## AIM OF THE EXERCISE
Reproduce only the lines from the line containing "Please indicate the balcony" to the end of the entries below, including both of those lines.

(Referring expression data)
▼

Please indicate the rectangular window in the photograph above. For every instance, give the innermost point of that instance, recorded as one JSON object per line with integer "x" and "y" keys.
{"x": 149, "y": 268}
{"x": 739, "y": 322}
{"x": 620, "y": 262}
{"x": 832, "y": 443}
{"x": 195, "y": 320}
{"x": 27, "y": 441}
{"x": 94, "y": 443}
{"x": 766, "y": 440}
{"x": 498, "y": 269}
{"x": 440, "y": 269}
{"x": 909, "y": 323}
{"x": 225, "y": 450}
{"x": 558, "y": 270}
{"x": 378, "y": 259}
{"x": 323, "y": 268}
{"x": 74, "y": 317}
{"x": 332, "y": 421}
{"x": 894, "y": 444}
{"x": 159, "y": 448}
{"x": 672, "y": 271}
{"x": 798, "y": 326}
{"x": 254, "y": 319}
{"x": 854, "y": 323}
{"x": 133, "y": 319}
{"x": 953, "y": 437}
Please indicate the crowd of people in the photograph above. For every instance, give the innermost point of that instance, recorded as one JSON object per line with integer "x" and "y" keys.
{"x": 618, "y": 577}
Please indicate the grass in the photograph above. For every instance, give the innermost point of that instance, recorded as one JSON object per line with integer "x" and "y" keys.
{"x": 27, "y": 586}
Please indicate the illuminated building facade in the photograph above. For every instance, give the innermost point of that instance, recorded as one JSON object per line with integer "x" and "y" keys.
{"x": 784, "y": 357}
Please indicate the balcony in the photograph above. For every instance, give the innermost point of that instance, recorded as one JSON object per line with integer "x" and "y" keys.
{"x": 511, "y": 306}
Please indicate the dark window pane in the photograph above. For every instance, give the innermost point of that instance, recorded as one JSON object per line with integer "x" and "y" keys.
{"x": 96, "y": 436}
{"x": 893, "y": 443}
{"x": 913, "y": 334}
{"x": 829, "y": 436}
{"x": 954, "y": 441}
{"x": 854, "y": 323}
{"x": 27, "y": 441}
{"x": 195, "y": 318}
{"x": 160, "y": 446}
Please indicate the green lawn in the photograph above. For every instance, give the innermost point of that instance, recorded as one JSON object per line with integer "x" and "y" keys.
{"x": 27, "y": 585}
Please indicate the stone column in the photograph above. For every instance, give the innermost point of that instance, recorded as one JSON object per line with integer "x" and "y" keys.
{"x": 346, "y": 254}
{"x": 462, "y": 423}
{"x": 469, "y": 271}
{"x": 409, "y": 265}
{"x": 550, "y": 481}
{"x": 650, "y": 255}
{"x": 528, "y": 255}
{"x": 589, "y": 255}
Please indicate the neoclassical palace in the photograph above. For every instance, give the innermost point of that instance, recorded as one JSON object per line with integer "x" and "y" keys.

▲

## COMPLETED TASK
Please indicate the balcony in the photograph above. For every instance, give the innermost point of that instance, recorded as one JSON object per line with integer "x" and "y" keys.
{"x": 511, "y": 306}
Please indicate the dark window pane in the photograph above. For every instance, give the innermost point of that instance, recorded as one JSON object per line with integer "x" and "y" keys.
{"x": 96, "y": 436}
{"x": 893, "y": 443}
{"x": 913, "y": 334}
{"x": 829, "y": 436}
{"x": 954, "y": 441}
{"x": 854, "y": 323}
{"x": 27, "y": 441}
{"x": 195, "y": 318}
{"x": 160, "y": 446}
Please indicate the green lawn in the photograph above. For every instance, give the innermost point of that instance, recorded as one JSON object per line with integer "x" and "y" keys.
{"x": 27, "y": 585}
Please indicate the stone column in the photograph above. For every instance, give the innermost point of that instance, recorded as one JSON object per line with integer "x" and "y" keys.
{"x": 346, "y": 254}
{"x": 462, "y": 423}
{"x": 469, "y": 271}
{"x": 409, "y": 265}
{"x": 550, "y": 481}
{"x": 650, "y": 255}
{"x": 528, "y": 255}
{"x": 589, "y": 255}
Please indicate the neoclassical palace in the photograph above. For every instance, give the innermost point of that instance, recorded as one JSON object per line with integer "x" and "y" keys.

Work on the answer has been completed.